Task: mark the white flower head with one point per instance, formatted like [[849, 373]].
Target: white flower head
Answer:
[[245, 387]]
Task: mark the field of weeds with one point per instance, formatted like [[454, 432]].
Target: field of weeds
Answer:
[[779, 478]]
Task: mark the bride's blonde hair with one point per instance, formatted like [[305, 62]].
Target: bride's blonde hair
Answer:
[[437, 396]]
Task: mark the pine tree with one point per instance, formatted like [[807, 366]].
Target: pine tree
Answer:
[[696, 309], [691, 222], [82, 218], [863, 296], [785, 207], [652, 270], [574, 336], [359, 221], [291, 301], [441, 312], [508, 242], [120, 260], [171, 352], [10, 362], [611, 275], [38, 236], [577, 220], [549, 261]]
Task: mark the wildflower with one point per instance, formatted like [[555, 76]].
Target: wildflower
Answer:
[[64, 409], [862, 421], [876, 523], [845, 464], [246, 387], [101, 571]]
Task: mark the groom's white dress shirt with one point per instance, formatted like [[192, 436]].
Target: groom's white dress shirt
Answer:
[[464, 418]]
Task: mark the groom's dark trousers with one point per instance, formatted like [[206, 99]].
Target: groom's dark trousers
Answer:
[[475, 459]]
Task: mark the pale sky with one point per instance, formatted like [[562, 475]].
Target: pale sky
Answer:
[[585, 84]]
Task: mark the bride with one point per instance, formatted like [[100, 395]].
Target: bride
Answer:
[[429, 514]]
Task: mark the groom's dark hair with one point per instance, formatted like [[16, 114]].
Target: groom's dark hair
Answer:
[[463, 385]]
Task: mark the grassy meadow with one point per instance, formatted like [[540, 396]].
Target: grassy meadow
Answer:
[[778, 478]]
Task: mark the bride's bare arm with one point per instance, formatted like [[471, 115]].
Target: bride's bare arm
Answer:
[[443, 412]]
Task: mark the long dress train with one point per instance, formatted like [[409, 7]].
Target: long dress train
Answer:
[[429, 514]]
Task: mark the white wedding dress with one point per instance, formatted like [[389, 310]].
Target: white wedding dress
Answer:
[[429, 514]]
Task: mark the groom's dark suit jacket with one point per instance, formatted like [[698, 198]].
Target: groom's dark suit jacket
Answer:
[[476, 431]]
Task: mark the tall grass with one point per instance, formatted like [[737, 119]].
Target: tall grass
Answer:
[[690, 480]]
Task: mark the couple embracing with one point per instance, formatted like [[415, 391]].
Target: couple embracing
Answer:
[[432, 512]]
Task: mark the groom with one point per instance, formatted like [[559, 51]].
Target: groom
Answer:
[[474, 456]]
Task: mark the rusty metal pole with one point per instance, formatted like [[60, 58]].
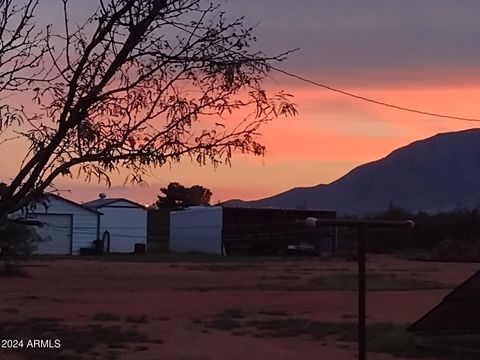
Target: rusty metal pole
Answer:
[[362, 303], [361, 225]]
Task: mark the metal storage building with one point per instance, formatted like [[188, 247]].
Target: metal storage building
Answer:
[[123, 223], [68, 226], [231, 230]]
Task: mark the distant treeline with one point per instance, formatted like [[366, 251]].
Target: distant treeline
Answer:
[[447, 236]]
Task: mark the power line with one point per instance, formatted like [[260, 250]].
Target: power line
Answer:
[[373, 101]]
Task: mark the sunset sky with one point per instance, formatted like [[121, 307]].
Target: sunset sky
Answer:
[[422, 54]]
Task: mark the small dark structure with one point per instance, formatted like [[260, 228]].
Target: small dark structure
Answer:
[[272, 231], [459, 311]]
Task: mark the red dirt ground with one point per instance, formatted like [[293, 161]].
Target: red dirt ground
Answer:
[[175, 297]]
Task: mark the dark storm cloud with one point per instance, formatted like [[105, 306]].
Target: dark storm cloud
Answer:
[[378, 38]]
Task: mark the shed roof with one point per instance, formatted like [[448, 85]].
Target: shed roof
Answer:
[[82, 206], [458, 311], [104, 202]]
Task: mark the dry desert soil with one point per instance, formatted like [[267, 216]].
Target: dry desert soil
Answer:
[[255, 309]]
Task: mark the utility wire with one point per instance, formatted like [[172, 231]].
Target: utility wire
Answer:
[[373, 101]]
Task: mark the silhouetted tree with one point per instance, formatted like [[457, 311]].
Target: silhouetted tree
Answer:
[[178, 196], [140, 84]]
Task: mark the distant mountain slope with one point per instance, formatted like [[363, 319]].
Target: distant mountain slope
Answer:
[[438, 173]]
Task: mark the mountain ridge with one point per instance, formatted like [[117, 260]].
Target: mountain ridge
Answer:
[[439, 173]]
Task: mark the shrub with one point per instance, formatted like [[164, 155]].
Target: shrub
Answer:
[[17, 243]]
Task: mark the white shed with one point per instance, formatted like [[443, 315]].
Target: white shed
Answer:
[[68, 226], [224, 230], [197, 228], [124, 221]]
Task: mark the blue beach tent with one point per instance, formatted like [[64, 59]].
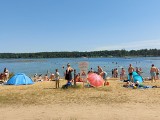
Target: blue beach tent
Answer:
[[20, 79]]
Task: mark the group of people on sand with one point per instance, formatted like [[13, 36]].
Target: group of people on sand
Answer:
[[4, 76], [154, 71], [53, 77]]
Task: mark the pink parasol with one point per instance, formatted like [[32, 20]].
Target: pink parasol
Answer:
[[95, 79]]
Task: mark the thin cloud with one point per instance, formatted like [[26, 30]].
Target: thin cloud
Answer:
[[147, 44]]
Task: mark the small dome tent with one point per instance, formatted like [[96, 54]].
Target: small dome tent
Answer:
[[19, 79]]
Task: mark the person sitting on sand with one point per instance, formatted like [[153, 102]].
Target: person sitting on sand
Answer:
[[153, 71]]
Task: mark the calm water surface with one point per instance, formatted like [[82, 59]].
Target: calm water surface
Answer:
[[42, 66]]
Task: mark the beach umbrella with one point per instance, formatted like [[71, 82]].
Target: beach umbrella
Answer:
[[95, 79]]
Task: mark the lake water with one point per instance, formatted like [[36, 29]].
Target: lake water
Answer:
[[41, 66]]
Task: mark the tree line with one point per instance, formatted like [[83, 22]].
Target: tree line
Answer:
[[76, 54]]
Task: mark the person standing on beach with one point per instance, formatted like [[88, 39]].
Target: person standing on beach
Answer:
[[6, 74], [130, 72], [68, 74], [153, 71], [122, 75], [100, 71], [57, 77], [157, 74]]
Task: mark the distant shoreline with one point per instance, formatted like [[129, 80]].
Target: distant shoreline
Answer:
[[93, 54]]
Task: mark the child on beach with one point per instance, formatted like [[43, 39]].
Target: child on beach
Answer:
[[57, 77]]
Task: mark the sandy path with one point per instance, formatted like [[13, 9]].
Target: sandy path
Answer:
[[82, 112]]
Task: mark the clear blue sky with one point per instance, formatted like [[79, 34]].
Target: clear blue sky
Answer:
[[78, 25]]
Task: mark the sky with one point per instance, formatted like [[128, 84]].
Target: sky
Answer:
[[78, 25]]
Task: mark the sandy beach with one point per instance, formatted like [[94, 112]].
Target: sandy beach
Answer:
[[42, 101]]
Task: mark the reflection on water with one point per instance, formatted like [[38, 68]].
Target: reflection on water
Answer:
[[42, 66]]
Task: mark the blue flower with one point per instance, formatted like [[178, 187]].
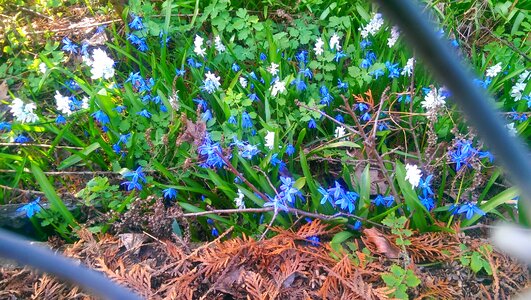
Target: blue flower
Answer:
[[307, 73], [180, 72], [169, 193], [299, 84], [427, 201], [210, 153], [405, 98], [470, 210], [326, 196], [5, 126], [362, 106], [365, 43], [425, 185], [144, 113], [290, 150], [135, 178], [339, 55], [60, 120], [394, 70], [277, 203], [21, 139], [31, 208], [342, 85], [136, 23], [69, 46], [119, 109], [246, 120], [386, 201], [192, 63], [314, 241], [312, 124], [377, 73], [206, 116], [215, 232]]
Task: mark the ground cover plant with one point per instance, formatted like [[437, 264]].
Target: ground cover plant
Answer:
[[184, 119]]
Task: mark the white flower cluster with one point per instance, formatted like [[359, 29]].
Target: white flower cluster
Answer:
[[102, 65], [339, 132], [198, 46], [273, 69], [63, 103], [219, 44], [433, 100], [494, 70], [519, 87], [23, 112], [395, 33], [211, 82], [413, 175], [318, 49], [279, 87], [334, 42], [408, 68], [373, 27], [239, 200]]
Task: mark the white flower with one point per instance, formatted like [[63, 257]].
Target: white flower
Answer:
[[211, 82], [219, 44], [319, 46], [434, 99], [63, 103], [413, 175], [523, 76], [243, 81], [511, 129], [270, 139], [517, 89], [85, 102], [394, 36], [339, 132], [494, 70], [198, 43], [279, 87], [23, 112], [102, 65], [273, 69], [334, 42], [408, 68], [43, 68], [373, 27], [239, 200]]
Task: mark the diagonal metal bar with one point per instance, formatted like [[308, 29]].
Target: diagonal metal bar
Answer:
[[508, 150], [21, 251]]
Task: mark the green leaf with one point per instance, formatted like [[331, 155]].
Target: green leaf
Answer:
[[476, 262], [411, 199], [74, 159], [55, 202]]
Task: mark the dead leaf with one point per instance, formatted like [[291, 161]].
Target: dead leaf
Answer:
[[379, 244], [3, 91]]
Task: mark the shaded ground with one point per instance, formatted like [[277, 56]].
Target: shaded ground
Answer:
[[286, 266]]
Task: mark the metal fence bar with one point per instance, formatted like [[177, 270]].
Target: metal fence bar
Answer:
[[436, 53], [15, 248]]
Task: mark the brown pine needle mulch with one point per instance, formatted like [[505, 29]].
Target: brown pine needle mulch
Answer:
[[285, 266]]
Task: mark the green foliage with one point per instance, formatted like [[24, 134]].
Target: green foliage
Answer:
[[400, 280]]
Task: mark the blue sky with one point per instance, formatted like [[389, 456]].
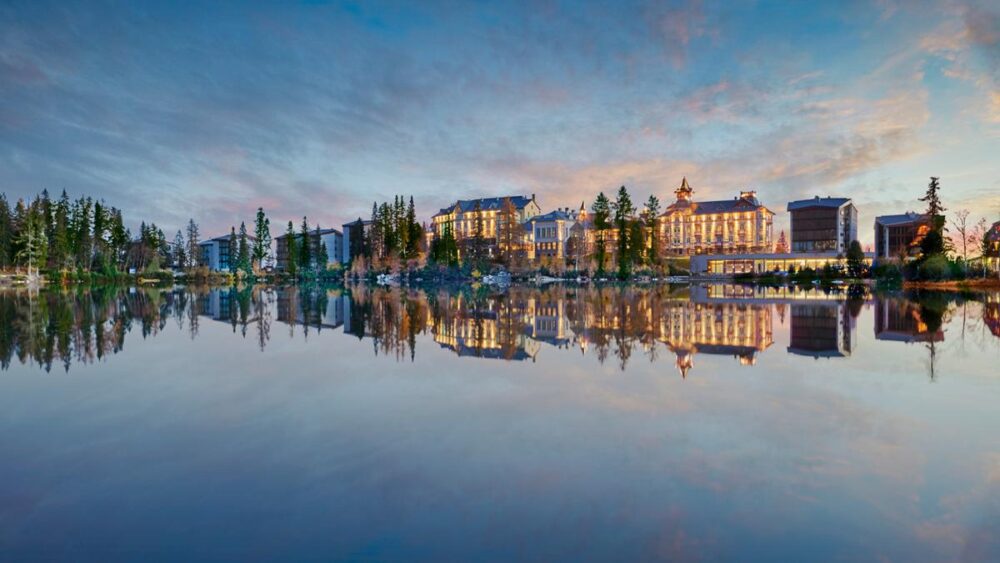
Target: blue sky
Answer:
[[176, 110]]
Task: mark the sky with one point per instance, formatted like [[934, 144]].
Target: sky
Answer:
[[175, 110]]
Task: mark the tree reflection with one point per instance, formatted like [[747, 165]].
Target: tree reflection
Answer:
[[610, 323]]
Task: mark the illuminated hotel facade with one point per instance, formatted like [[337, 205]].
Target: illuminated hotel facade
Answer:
[[739, 225], [461, 217]]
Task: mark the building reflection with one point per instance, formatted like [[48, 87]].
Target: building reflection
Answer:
[[901, 320], [609, 323], [821, 330], [991, 314]]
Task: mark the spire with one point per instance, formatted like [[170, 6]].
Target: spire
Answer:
[[684, 192]]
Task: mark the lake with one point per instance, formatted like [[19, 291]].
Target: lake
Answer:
[[665, 422]]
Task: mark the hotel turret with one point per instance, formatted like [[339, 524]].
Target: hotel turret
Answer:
[[740, 225]]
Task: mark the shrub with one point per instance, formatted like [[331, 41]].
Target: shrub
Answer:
[[934, 268]]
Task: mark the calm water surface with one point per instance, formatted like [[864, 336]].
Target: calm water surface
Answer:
[[715, 422]]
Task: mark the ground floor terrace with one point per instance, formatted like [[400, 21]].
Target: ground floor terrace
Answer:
[[761, 263]]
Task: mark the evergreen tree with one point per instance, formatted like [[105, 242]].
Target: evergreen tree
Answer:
[[180, 256], [262, 234], [292, 253], [18, 220], [650, 215], [935, 210], [855, 260], [305, 247], [100, 229], [33, 245], [414, 232], [321, 252], [194, 250], [47, 214], [243, 259], [6, 233], [234, 249], [623, 209], [509, 232], [478, 254], [120, 238], [84, 239], [602, 213]]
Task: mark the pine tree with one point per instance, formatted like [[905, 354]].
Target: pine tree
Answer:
[[602, 214], [59, 251], [291, 251], [6, 233], [243, 259], [509, 232], [120, 238], [855, 260], [194, 250], [305, 250], [935, 210], [234, 249], [478, 237], [262, 234], [321, 252], [180, 256], [650, 215], [623, 209], [19, 219], [33, 245]]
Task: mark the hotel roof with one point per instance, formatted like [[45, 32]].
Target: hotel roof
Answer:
[[721, 206], [817, 201], [486, 204], [903, 219], [556, 215], [311, 232]]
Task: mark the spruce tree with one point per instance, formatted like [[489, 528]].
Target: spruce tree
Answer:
[[305, 247], [650, 215], [33, 245], [623, 212], [6, 233], [262, 234], [602, 213], [291, 251], [180, 256], [234, 249], [321, 252], [194, 250], [243, 259]]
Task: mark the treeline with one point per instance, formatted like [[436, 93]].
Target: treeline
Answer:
[[306, 254], [393, 237], [63, 235], [625, 237]]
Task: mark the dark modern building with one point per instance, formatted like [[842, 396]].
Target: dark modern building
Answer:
[[354, 239], [332, 238], [899, 235], [823, 224], [821, 330], [899, 320]]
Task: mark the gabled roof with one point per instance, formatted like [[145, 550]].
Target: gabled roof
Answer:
[[834, 202], [322, 232], [223, 238], [903, 219], [557, 215], [486, 204], [710, 207], [358, 221]]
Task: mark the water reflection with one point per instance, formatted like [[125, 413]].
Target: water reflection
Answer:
[[610, 324]]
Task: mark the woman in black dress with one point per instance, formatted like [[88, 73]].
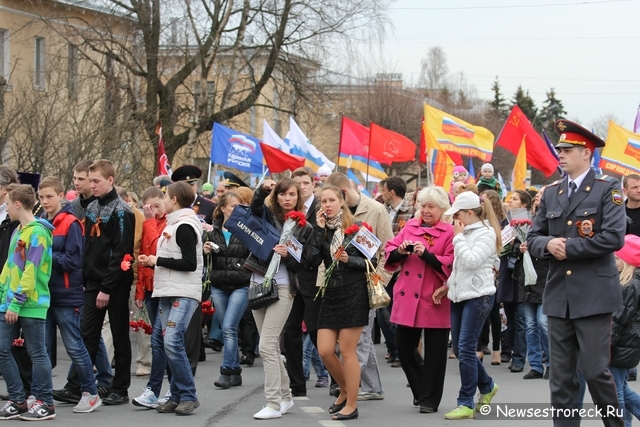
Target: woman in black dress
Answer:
[[344, 309]]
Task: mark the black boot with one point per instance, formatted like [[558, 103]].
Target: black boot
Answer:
[[236, 380], [223, 382]]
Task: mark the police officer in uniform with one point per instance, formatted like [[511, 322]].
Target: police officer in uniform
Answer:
[[202, 207], [579, 224]]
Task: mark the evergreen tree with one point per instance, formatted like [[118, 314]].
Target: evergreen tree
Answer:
[[523, 100], [499, 107]]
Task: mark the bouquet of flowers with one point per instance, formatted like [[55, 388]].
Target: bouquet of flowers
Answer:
[[291, 220], [520, 221], [140, 320], [349, 234]]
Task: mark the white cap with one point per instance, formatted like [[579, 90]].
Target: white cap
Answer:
[[465, 200], [324, 171]]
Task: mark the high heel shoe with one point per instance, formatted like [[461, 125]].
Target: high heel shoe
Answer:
[[337, 407], [495, 358], [342, 417]]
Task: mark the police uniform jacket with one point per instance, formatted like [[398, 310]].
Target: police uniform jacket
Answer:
[[586, 283]]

====

## Description of the task
Convert the stretch of the material from the line containing "Task: mark the sunset" through the line containing "[[378, 38]]" into a JSON list of strings, with one string per line and blank lines left out.

## Answer in full
[
  "Task: mark the sunset sky with one point per instance, formatted like [[121, 307]].",
  "Target: sunset sky",
  "Answer:",
  "[[422, 54]]",
  "Task: mark the small dark structure with one point per instance, formatted like [[260, 228]].",
  "Target: small dark structure",
  "Answer:",
  "[[272, 231], [459, 311]]",
  "Task: mark the red dirt ground with one point per instance, formatted like [[293, 161]].",
  "Target: red dirt ground",
  "Answer:",
  "[[175, 297]]",
  "Task: mark the dark storm cloud with one point per instance, formatted like [[105, 306]].",
  "Target: dark storm cloud",
  "Answer:",
  "[[378, 38]]"
]